- [Problem]: Write out nothing but the lines from the first line of the entries below through the line with "Highlight flower center."; no pictures go in.

- [Records for this exercise]:
════════════════════
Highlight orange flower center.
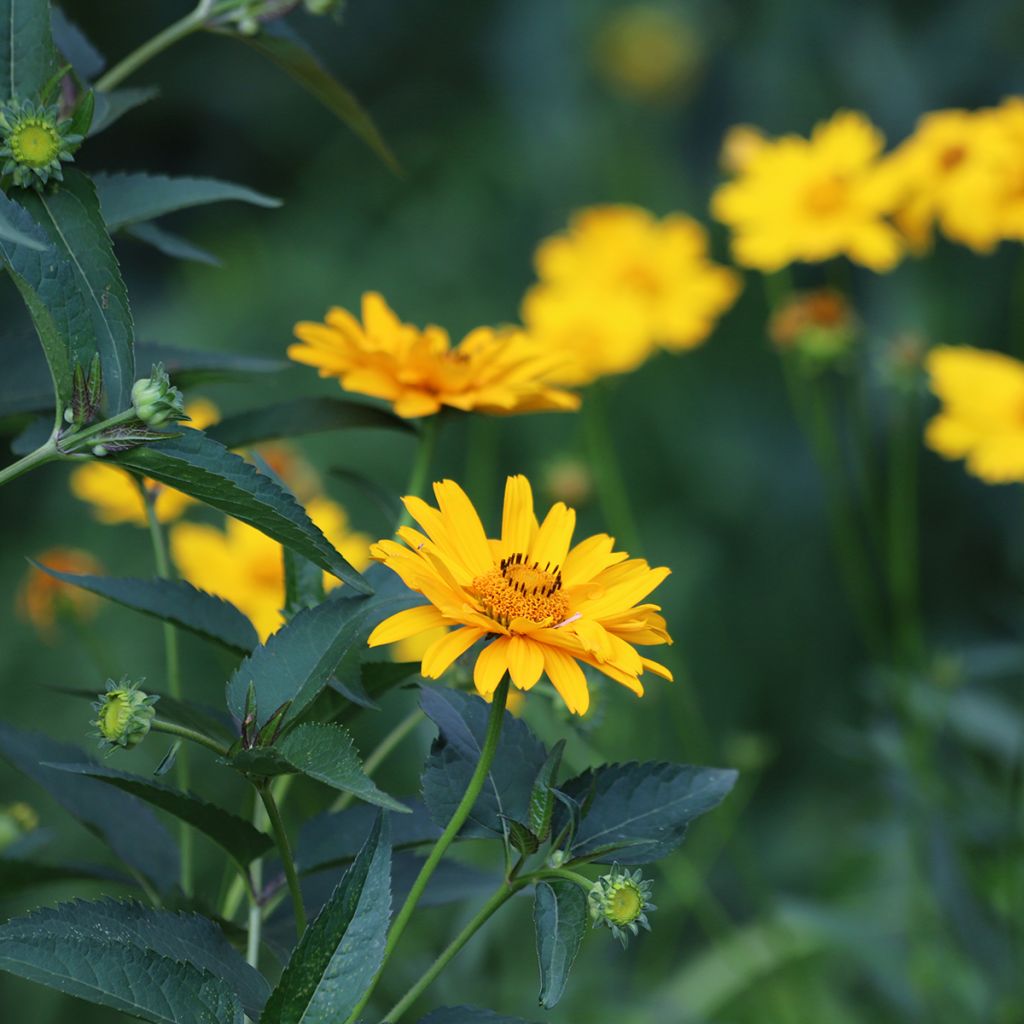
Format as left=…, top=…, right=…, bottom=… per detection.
left=939, top=145, right=966, bottom=171
left=804, top=176, right=847, bottom=215
left=470, top=552, right=570, bottom=627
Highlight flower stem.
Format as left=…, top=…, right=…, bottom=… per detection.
left=258, top=782, right=306, bottom=936
left=0, top=438, right=58, bottom=488
left=151, top=718, right=229, bottom=757
left=343, top=677, right=510, bottom=1024
left=395, top=416, right=441, bottom=531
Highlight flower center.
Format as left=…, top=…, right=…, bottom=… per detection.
left=11, top=121, right=60, bottom=167
left=940, top=144, right=966, bottom=171
left=608, top=883, right=644, bottom=925
left=804, top=176, right=846, bottom=215
left=470, top=552, right=570, bottom=628
left=619, top=264, right=662, bottom=297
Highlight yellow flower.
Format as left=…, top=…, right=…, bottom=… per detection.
left=69, top=399, right=220, bottom=526
left=289, top=293, right=580, bottom=419
left=170, top=497, right=371, bottom=640
left=711, top=110, right=905, bottom=272
left=522, top=205, right=740, bottom=386
left=17, top=547, right=104, bottom=636
left=925, top=346, right=1024, bottom=484
left=367, top=476, right=673, bottom=715
left=719, top=124, right=767, bottom=174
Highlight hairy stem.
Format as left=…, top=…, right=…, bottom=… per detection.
left=258, top=783, right=306, bottom=936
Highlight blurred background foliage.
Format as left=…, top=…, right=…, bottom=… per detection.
left=2, top=0, right=1024, bottom=1020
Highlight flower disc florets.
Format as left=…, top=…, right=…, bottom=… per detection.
left=0, top=100, right=82, bottom=189
left=131, top=363, right=186, bottom=426
left=588, top=865, right=656, bottom=947
left=92, top=678, right=158, bottom=752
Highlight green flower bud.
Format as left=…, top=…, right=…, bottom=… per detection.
left=92, top=678, right=158, bottom=752
left=588, top=865, right=656, bottom=947
left=131, top=363, right=186, bottom=426
left=0, top=802, right=38, bottom=852
left=0, top=99, right=83, bottom=190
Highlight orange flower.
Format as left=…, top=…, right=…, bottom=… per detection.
left=18, top=548, right=103, bottom=635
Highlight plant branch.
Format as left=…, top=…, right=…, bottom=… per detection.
left=258, top=782, right=306, bottom=936
left=395, top=416, right=441, bottom=531
left=150, top=718, right=229, bottom=757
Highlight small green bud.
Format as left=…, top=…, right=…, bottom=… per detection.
left=64, top=407, right=75, bottom=423
left=131, top=363, right=186, bottom=426
left=92, top=678, right=158, bottom=752
left=0, top=802, right=38, bottom=852
left=0, top=98, right=83, bottom=190
left=588, top=865, right=656, bottom=947
left=91, top=444, right=107, bottom=457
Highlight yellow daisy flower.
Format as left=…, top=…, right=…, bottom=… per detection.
left=289, top=292, right=580, bottom=419
left=711, top=110, right=905, bottom=272
left=69, top=399, right=220, bottom=526
left=367, top=475, right=673, bottom=715
left=170, top=497, right=371, bottom=640
left=17, top=547, right=104, bottom=636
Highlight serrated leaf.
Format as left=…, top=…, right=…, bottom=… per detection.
left=0, top=723, right=178, bottom=892
left=533, top=881, right=587, bottom=1008
left=230, top=723, right=409, bottom=813
left=89, top=85, right=159, bottom=135
left=126, top=221, right=220, bottom=265
left=51, top=6, right=105, bottom=80
left=46, top=763, right=272, bottom=869
left=502, top=817, right=539, bottom=856
left=93, top=171, right=281, bottom=232
left=112, top=426, right=369, bottom=590
left=331, top=658, right=422, bottom=715
left=283, top=544, right=324, bottom=619
left=31, top=562, right=259, bottom=655
left=556, top=762, right=738, bottom=865
left=263, top=813, right=391, bottom=1024
left=420, top=686, right=548, bottom=837
left=528, top=739, right=564, bottom=842
left=417, top=1009, right=538, bottom=1024
left=0, top=0, right=60, bottom=102
left=0, top=858, right=132, bottom=896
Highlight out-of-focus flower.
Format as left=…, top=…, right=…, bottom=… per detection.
left=880, top=331, right=927, bottom=394
left=542, top=456, right=594, bottom=507
left=17, top=547, right=103, bottom=636
left=69, top=399, right=219, bottom=526
left=170, top=497, right=371, bottom=640
left=924, top=345, right=1024, bottom=483
left=768, top=288, right=858, bottom=363
left=522, top=206, right=740, bottom=386
left=256, top=441, right=321, bottom=502
left=92, top=679, right=158, bottom=752
left=0, top=803, right=38, bottom=852
left=290, top=293, right=580, bottom=419
left=367, top=475, right=672, bottom=715
left=594, top=5, right=702, bottom=104
left=719, top=124, right=767, bottom=174
left=711, top=111, right=905, bottom=272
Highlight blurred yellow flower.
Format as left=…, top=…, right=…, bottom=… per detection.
left=289, top=292, right=580, bottom=419
left=719, top=124, right=767, bottom=175
left=170, top=497, right=371, bottom=640
left=522, top=205, right=740, bottom=386
left=711, top=110, right=905, bottom=272
left=69, top=399, right=220, bottom=526
left=17, top=547, right=104, bottom=636
left=367, top=475, right=673, bottom=715
left=924, top=346, right=1024, bottom=483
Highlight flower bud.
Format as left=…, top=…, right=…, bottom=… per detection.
left=92, top=678, right=158, bottom=752
left=769, top=288, right=858, bottom=367
left=0, top=802, right=38, bottom=852
left=131, top=363, right=186, bottom=427
left=0, top=99, right=83, bottom=190
left=588, top=865, right=656, bottom=947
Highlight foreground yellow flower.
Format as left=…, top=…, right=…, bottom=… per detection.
left=711, top=110, right=904, bottom=272
left=289, top=293, right=580, bottom=419
left=367, top=476, right=673, bottom=714
left=170, top=497, right=371, bottom=640
left=522, top=205, right=740, bottom=386
left=925, top=346, right=1024, bottom=484
left=17, top=547, right=103, bottom=636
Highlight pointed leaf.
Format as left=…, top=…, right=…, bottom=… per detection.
left=283, top=544, right=324, bottom=618
left=0, top=206, right=46, bottom=250
left=112, top=427, right=369, bottom=589
left=126, top=221, right=220, bottom=265
left=0, top=0, right=59, bottom=101
left=0, top=858, right=132, bottom=896
left=89, top=85, right=159, bottom=135
left=137, top=340, right=286, bottom=384
left=50, top=6, right=105, bottom=80
left=528, top=739, right=564, bottom=842
left=533, top=881, right=587, bottom=1008
left=263, top=814, right=391, bottom=1024
left=502, top=817, right=539, bottom=856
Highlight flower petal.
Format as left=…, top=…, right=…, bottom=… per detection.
left=432, top=479, right=494, bottom=575
left=530, top=501, right=576, bottom=571
left=541, top=645, right=590, bottom=715
left=473, top=636, right=511, bottom=697
left=506, top=636, right=545, bottom=690
left=421, top=626, right=486, bottom=678
left=368, top=604, right=447, bottom=647
left=501, top=475, right=537, bottom=554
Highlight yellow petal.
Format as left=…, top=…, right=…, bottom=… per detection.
left=368, top=604, right=448, bottom=646
left=432, top=479, right=494, bottom=574
left=530, top=501, right=576, bottom=571
left=421, top=626, right=486, bottom=678
left=501, top=475, right=537, bottom=554
left=506, top=636, right=545, bottom=690
left=473, top=637, right=510, bottom=697
left=541, top=645, right=590, bottom=715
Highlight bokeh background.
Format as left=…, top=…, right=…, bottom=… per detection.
left=2, top=0, right=1024, bottom=1020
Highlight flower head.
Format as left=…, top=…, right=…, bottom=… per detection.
left=588, top=865, right=656, bottom=946
left=290, top=293, right=580, bottom=419
left=0, top=99, right=82, bottom=189
left=92, top=679, right=158, bottom=752
left=768, top=288, right=858, bottom=364
left=17, top=548, right=104, bottom=637
left=711, top=110, right=905, bottom=272
left=924, top=345, right=1024, bottom=484
left=0, top=803, right=38, bottom=852
left=131, top=364, right=187, bottom=426
left=367, top=475, right=673, bottom=715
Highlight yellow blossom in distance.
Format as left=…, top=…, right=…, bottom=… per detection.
left=925, top=346, right=1024, bottom=484
left=711, top=110, right=905, bottom=272
left=521, top=205, right=740, bottom=386
left=170, top=497, right=371, bottom=640
left=367, top=475, right=673, bottom=715
left=69, top=399, right=220, bottom=526
left=289, top=292, right=580, bottom=419
left=17, top=547, right=103, bottom=636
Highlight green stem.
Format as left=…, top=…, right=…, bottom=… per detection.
left=57, top=408, right=138, bottom=455
left=343, top=677, right=510, bottom=1024
left=0, top=438, right=58, bottom=488
left=395, top=417, right=440, bottom=531
left=258, top=783, right=306, bottom=936
left=150, top=718, right=229, bottom=757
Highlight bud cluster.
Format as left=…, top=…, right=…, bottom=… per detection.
left=131, top=364, right=187, bottom=427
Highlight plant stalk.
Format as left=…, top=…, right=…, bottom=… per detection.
left=395, top=416, right=441, bottom=531
left=0, top=438, right=58, bottom=488
left=258, top=783, right=306, bottom=936
left=151, top=718, right=228, bottom=757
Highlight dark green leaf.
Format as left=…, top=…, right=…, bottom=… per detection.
left=502, top=817, right=539, bottom=856
left=0, top=0, right=59, bottom=101
left=420, top=686, right=548, bottom=837
left=417, top=1009, right=538, bottom=1024
left=329, top=465, right=403, bottom=523
left=0, top=858, right=132, bottom=896
left=93, top=171, right=281, bottom=232
left=263, top=814, right=391, bottom=1024
left=112, top=427, right=369, bottom=590
left=283, top=544, right=325, bottom=618
left=207, top=395, right=413, bottom=449
left=0, top=206, right=47, bottom=250
left=0, top=723, right=178, bottom=892
left=533, top=881, right=587, bottom=1008
left=30, top=561, right=259, bottom=655
left=89, top=85, right=159, bottom=135
left=50, top=6, right=105, bottom=80
left=330, top=658, right=422, bottom=714
left=528, top=739, right=564, bottom=842
left=557, top=762, right=738, bottom=865
left=137, top=340, right=286, bottom=384
left=45, top=763, right=272, bottom=869
left=126, top=221, right=220, bottom=265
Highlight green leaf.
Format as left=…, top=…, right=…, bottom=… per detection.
left=207, top=396, right=413, bottom=449
left=230, top=722, right=409, bottom=813
left=0, top=206, right=46, bottom=250
left=0, top=858, right=132, bottom=897
left=283, top=544, right=325, bottom=618
left=263, top=813, right=391, bottom=1024
left=417, top=1009, right=539, bottom=1024
left=556, top=762, right=738, bottom=865
left=502, top=817, right=539, bottom=856
left=46, top=763, right=272, bottom=869
left=420, top=686, right=548, bottom=837
left=30, top=562, right=259, bottom=655
left=528, top=739, right=564, bottom=842
left=533, top=881, right=587, bottom=1009
left=89, top=85, right=159, bottom=135
left=138, top=341, right=286, bottom=384
left=126, top=221, right=220, bottom=265
left=93, top=171, right=281, bottom=232
left=50, top=7, right=105, bottom=81
left=0, top=0, right=59, bottom=101
left=112, top=427, right=369, bottom=590
left=0, top=723, right=178, bottom=892
left=225, top=23, right=399, bottom=173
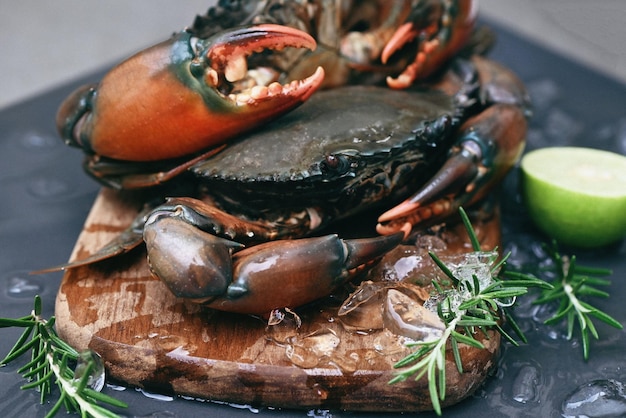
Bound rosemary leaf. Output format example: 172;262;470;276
20;354;48;377
429;251;459;284
1;325;34;363
46;391;67;418
459;207;481;251
451;338;463;373
20;368;55;390
1;333;41;364
457;317;497;327
428;366;442;415
0;318;35;328
577;285;610;299
450;330;484;349
585;315;599;340
574;265;612;276
481;287;529;299
587;308;623;329
502;310;527;344
83;388;130;408
580;276;613;286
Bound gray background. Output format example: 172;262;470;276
1;1;625;110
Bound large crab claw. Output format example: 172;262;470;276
382;0;477;89
377;56;530;236
142;210;403;315
56;24;324;162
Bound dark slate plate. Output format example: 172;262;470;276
1;20;625;418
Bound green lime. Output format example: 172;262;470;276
521;147;626;248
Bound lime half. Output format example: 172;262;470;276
521;147;626;248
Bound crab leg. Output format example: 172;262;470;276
377;56;529;236
33;205;155;274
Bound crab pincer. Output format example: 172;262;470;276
56;24;324;162
142;208;403;315
383;0;477;88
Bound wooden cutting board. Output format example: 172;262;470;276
55;188;501;412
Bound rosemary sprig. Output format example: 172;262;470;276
389;208;551;415
532;241;623;360
389;209;623;414
0;295;127;418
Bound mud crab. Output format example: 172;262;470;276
52;0;529;315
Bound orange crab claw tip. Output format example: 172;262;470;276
386;73;412;90
378;200;421;224
299;66;325;99
386;60;419;89
374;221;412;239
400;222;412;238
381;22;415;64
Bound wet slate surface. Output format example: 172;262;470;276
1;20;625;417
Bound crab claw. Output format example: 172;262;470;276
143;206;402;315
143;215;244;299
206;233;404;315
57;24;324;162
382;0;477;89
376;138;485;236
378;104;527;236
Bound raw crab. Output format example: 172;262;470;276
51;0;529;315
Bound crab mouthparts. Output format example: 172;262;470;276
205;24;325;107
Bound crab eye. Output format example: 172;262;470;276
322;154;352;176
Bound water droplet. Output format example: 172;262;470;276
136;388;175;401
285;330;340;368
562;379;626;417
372;330;409;357
338;280;384;315
311;383;329;400
444;250;499;291
526;78;560;114
73;350;105;392
337;281;385;333
391;254;423;281
307;408;333;417
510;364;541;404
367;244;437;286
20;131;58;150
415;234;448;252
266;308;301;344
526;127;549;150
304;331;340;357
5;273;42;298
27;177;70;200
208;399;260;412
383;289;444;341
543;108;583;145
135;412;177;418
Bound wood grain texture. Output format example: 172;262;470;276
55;188;502;411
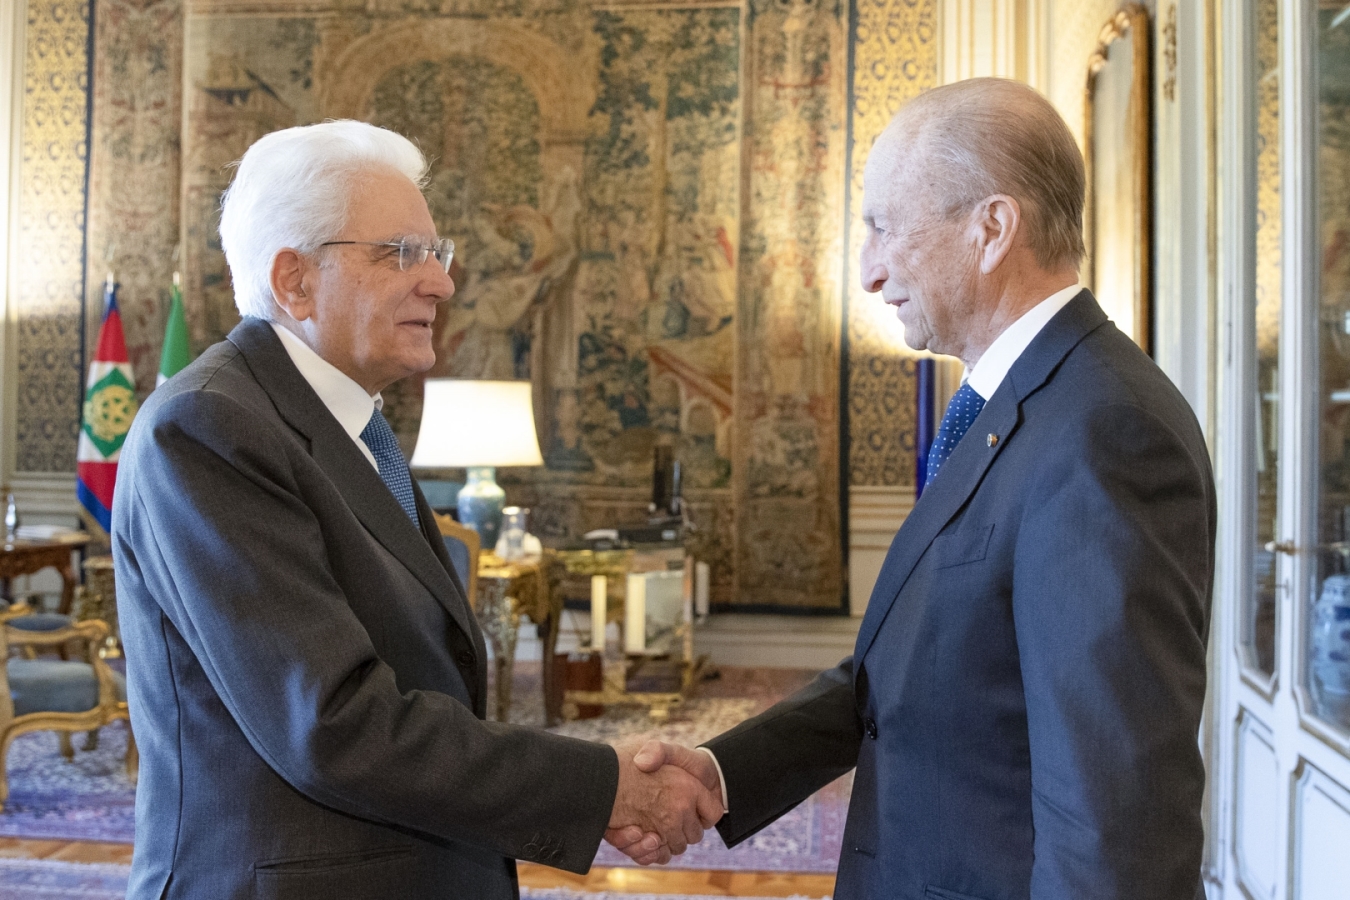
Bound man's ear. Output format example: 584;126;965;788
270;249;314;322
973;194;1021;274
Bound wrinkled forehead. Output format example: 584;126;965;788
862;124;929;211
344;166;436;236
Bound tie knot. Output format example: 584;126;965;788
360;408;401;463
360;409;420;526
922;383;986;491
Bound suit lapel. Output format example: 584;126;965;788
853;291;1111;666
226;319;479;644
415;482;489;714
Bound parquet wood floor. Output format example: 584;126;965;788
0;838;835;897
════════════════════
- [Task response]:
Highlight orange flower center.
Format as left=…, top=…, right=…, bottom=… per detection.
left=939, top=145, right=966, bottom=171
left=804, top=176, right=847, bottom=215
left=470, top=552, right=570, bottom=627
Highlight flower stem.
Format as left=…, top=…, right=…, bottom=… per detection.
left=258, top=782, right=306, bottom=936
left=0, top=438, right=58, bottom=488
left=151, top=718, right=229, bottom=757
left=343, top=677, right=510, bottom=1024
left=395, top=416, right=441, bottom=531
Highlight flower center.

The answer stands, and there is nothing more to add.